(Lines of data)
* * * * * * * * *

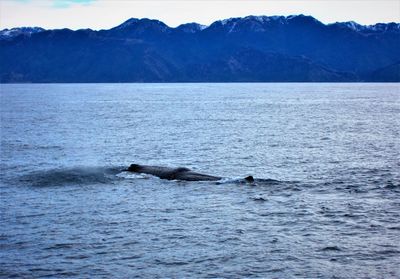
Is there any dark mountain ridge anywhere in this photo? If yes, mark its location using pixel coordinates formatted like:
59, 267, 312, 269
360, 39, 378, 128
0, 15, 400, 83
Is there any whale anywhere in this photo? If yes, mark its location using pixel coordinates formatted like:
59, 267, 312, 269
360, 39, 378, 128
126, 164, 254, 182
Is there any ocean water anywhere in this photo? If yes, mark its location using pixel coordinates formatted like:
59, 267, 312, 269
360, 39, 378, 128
0, 83, 400, 278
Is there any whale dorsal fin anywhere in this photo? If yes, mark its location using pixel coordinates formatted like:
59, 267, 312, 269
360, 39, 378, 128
175, 167, 190, 172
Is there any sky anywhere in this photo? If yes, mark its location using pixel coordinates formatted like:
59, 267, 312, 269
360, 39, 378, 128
0, 0, 400, 30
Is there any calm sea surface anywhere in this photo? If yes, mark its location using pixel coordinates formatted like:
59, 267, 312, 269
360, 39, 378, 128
0, 83, 400, 278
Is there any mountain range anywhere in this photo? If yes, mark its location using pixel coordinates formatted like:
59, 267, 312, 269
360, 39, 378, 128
0, 15, 400, 83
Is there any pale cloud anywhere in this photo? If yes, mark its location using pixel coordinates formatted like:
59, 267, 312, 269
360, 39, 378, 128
0, 0, 400, 29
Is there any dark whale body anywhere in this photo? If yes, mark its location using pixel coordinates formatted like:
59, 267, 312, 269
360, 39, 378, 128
127, 164, 254, 182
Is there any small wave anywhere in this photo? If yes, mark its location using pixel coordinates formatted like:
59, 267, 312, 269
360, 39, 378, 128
320, 246, 342, 251
19, 167, 121, 187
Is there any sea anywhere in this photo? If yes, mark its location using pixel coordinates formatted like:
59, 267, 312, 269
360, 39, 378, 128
0, 83, 400, 278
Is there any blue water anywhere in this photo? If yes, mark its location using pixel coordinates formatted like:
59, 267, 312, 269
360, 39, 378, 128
0, 84, 400, 278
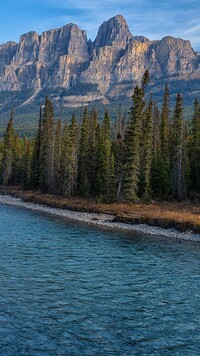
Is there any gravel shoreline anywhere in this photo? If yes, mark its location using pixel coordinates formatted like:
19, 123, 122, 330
0, 195, 200, 241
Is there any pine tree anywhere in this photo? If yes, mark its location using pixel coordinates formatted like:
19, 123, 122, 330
161, 85, 169, 161
171, 94, 186, 200
189, 99, 200, 195
20, 137, 32, 189
78, 108, 90, 197
40, 97, 54, 193
88, 109, 98, 196
31, 106, 43, 188
2, 109, 15, 186
53, 119, 62, 194
140, 100, 153, 199
124, 85, 145, 200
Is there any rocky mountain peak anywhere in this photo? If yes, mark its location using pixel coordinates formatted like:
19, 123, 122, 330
94, 15, 132, 49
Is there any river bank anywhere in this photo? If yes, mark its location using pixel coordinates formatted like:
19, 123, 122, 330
0, 188, 200, 241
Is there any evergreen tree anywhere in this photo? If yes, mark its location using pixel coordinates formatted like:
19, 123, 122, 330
171, 94, 186, 200
53, 119, 62, 194
39, 97, 54, 193
31, 106, 42, 188
78, 108, 90, 197
140, 100, 153, 198
2, 109, 15, 186
190, 99, 200, 194
20, 137, 32, 189
124, 85, 145, 200
161, 85, 169, 161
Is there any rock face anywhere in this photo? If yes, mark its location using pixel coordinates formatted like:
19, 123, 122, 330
0, 15, 200, 106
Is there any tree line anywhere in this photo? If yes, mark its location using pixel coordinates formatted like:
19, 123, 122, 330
0, 71, 200, 202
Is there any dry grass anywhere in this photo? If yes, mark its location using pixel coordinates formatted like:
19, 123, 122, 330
0, 187, 200, 233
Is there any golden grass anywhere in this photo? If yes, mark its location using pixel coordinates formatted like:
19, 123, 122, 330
0, 187, 200, 233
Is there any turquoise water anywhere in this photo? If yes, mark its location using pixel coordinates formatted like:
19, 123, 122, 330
0, 205, 200, 356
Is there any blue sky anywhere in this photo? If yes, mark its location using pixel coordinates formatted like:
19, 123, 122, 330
0, 0, 200, 51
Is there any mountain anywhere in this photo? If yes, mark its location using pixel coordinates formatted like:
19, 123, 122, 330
0, 15, 200, 112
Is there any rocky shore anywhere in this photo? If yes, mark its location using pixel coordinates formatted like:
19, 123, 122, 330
0, 195, 200, 241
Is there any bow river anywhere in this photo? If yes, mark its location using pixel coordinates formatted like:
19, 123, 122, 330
0, 205, 200, 356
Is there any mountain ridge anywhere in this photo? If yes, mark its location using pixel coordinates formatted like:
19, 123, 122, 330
0, 15, 200, 111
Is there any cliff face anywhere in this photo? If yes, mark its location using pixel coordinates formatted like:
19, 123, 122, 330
0, 16, 200, 106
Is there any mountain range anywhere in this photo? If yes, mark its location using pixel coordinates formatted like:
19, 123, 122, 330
0, 15, 200, 112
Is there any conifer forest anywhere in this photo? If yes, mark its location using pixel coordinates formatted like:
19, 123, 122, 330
0, 71, 200, 202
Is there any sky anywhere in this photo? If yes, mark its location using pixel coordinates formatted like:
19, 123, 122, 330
0, 0, 200, 51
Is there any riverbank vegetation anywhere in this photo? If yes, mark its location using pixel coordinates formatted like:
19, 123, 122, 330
0, 71, 200, 203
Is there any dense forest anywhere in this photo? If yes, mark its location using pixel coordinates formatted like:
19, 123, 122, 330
0, 71, 200, 202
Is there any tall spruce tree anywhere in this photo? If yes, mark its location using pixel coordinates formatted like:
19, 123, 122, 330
53, 119, 62, 194
171, 94, 186, 200
40, 97, 54, 193
2, 109, 15, 186
140, 100, 153, 199
124, 85, 145, 200
78, 108, 90, 197
189, 99, 200, 197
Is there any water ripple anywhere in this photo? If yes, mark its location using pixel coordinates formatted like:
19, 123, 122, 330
0, 206, 200, 356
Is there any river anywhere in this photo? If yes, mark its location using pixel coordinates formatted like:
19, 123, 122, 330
0, 205, 200, 356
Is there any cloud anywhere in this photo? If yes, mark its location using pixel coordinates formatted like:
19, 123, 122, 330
7, 0, 200, 50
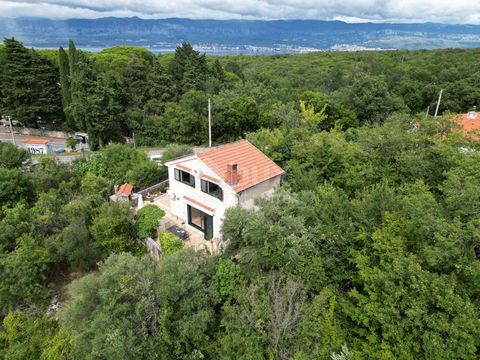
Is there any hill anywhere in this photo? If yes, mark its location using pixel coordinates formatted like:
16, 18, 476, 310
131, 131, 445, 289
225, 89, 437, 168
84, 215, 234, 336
0, 17, 480, 54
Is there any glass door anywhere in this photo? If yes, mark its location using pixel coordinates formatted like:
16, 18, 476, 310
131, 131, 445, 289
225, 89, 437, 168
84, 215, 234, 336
187, 205, 213, 240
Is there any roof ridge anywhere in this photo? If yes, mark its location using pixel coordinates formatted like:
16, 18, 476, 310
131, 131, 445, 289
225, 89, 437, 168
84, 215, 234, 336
197, 139, 249, 156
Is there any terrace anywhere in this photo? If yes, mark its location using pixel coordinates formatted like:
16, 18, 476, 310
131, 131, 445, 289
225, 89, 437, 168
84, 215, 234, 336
151, 194, 213, 253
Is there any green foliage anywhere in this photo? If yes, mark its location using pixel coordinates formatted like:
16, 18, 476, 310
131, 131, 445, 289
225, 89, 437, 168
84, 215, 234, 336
0, 38, 61, 126
61, 251, 217, 359
0, 310, 61, 360
91, 202, 137, 258
0, 235, 50, 309
0, 202, 33, 253
77, 144, 159, 189
213, 259, 242, 300
135, 205, 165, 239
161, 144, 193, 164
0, 167, 32, 206
158, 232, 183, 255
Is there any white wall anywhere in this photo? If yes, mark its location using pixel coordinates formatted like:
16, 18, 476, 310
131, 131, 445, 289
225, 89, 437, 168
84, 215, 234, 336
168, 159, 238, 238
167, 156, 281, 238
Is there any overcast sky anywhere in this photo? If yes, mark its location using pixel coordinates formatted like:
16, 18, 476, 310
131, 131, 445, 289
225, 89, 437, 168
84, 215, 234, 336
0, 0, 480, 24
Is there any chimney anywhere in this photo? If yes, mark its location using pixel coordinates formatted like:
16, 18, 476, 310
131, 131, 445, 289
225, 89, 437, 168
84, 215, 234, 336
227, 162, 238, 185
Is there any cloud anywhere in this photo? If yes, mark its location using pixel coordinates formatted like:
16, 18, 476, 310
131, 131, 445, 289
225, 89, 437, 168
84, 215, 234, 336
0, 0, 480, 24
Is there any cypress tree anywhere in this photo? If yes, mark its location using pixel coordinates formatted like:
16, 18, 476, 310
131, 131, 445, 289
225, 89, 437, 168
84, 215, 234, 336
0, 38, 63, 126
58, 46, 76, 130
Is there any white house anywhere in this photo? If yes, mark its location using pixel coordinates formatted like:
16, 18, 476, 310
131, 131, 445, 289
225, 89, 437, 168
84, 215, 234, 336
165, 140, 284, 240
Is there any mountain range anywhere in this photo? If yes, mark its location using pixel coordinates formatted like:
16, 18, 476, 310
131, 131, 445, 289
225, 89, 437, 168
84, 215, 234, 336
0, 17, 480, 54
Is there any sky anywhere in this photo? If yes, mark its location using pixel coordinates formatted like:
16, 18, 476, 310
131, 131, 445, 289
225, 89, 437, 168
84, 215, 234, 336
0, 0, 480, 24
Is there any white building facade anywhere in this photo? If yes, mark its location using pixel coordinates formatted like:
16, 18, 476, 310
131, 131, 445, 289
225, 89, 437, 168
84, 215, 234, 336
165, 140, 284, 241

* * * * * * * * *

Problem description:
Repeat word for word the lines above, beginning at the line that contains "Is there any ocean" and stopping after the line that contains "0, 0, 400, 30".

Output:
Is there any ocean water anywhere in this photo? If yes, mark its location using pixel coordinates formatted like:
59, 267, 312, 269
360, 39, 378, 128
0, 83, 400, 278
Is there any whale dorsal fin anywhere in this photo? If yes, mark its location using pixel coordinates formatted like:
59, 267, 312, 269
360, 39, 378, 128
175, 167, 190, 172
Is there any sky anywhere in this photo? If yes, mark its location using pixel coordinates formatted like:
59, 267, 312, 269
360, 39, 378, 128
0, 0, 400, 30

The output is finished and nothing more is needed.